[Records from a data collection]
================
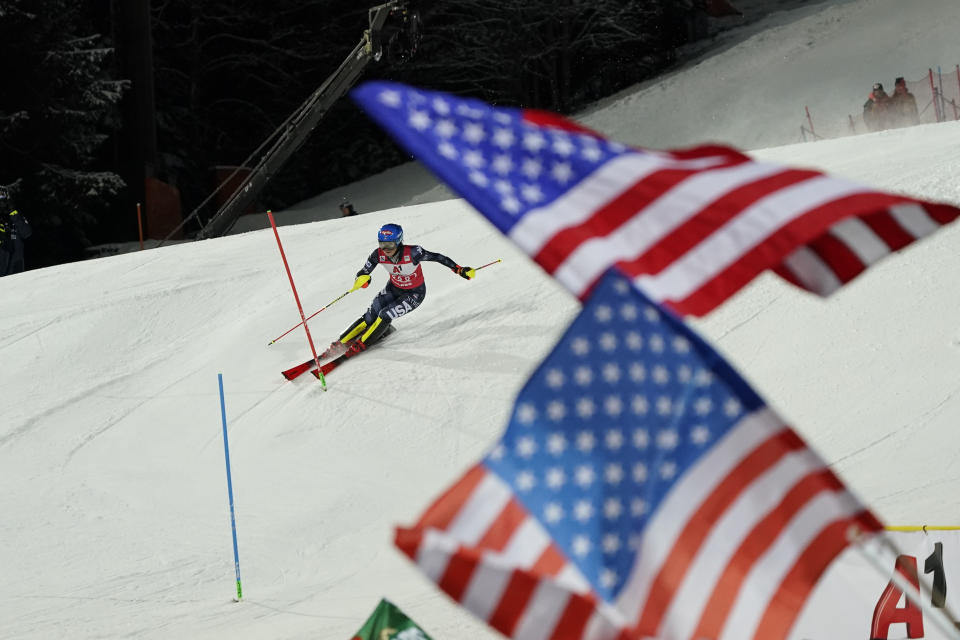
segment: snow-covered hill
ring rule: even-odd
[[[770,15],[679,72],[608,99],[580,120],[622,142],[667,148],[707,140],[744,149],[845,135],[874,82],[919,80],[960,63],[952,0],[840,0]],[[923,105],[920,105],[921,107]]]
[[[809,149],[960,202],[942,177],[960,168],[957,144],[947,124]],[[886,152],[921,147],[898,178]],[[326,393],[279,375],[309,353],[301,333],[266,346],[297,321],[270,231],[0,280],[12,301],[0,308],[0,637],[346,638],[381,595],[435,637],[493,637],[394,551],[391,527],[492,442],[578,306],[457,200],[283,227],[308,313],[350,287],[387,221],[463,263],[504,262],[473,282],[426,265],[423,306]],[[894,523],[950,523],[960,508],[958,234],[827,302],[762,278],[699,323]],[[316,339],[373,293],[317,316]],[[242,604],[230,602],[218,372]]]
[[[895,4],[828,10],[864,22]],[[772,56],[791,33],[774,28]],[[637,119],[621,115],[626,131]],[[958,146],[943,124],[756,153],[960,204]],[[369,188],[389,202],[399,186]],[[307,313],[350,288],[385,222],[461,263],[504,262],[472,282],[426,265],[424,304],[326,393],[279,375],[309,354],[302,333],[266,346],[299,319],[269,230],[0,279],[0,637],[349,638],[384,595],[438,640],[497,637],[393,549],[392,527],[491,444],[578,304],[449,200],[282,227]],[[894,524],[960,509],[958,244],[948,228],[828,301],[763,277],[696,323]],[[364,310],[374,278],[311,321],[317,342]]]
================
PROBLEM REQUIREMENTS: Restate the entries verbatim, without pictures.

TASK OUTPUT:
segment: snow-covered hill
ring rule: even-odd
[[[770,15],[679,72],[608,99],[580,120],[622,142],[667,148],[707,140],[744,149],[845,135],[874,82],[919,80],[960,63],[952,0],[840,0]],[[923,105],[920,105],[921,107]]]
[[[809,149],[960,202],[942,177],[960,168],[957,144],[947,124]],[[886,152],[921,147],[898,178]],[[326,393],[279,375],[309,353],[301,333],[266,346],[297,321],[270,231],[0,280],[12,301],[0,308],[0,637],[346,638],[381,595],[435,637],[493,637],[394,551],[391,527],[492,442],[578,306],[457,200],[283,227],[308,313],[350,287],[387,221],[463,263],[504,262],[473,282],[426,265],[423,306]],[[894,523],[950,523],[960,508],[958,234],[827,302],[762,278],[699,323]],[[316,339],[373,293],[317,316]],[[242,604],[230,602],[218,372]]]
[[[895,4],[828,10],[864,22]],[[772,56],[791,33],[774,28]],[[637,119],[621,115],[626,131]],[[958,146],[943,124],[756,153],[960,204]],[[369,188],[389,202],[399,186]],[[307,313],[350,288],[385,222],[461,263],[504,262],[472,282],[426,265],[424,304],[326,393],[279,375],[309,354],[302,333],[266,346],[299,319],[269,230],[0,279],[0,637],[349,638],[384,595],[438,640],[497,637],[393,549],[392,527],[491,444],[578,304],[449,200],[282,227]],[[894,524],[960,509],[958,244],[948,228],[828,301],[763,277],[696,323]],[[364,310],[374,278],[311,321],[317,342]]]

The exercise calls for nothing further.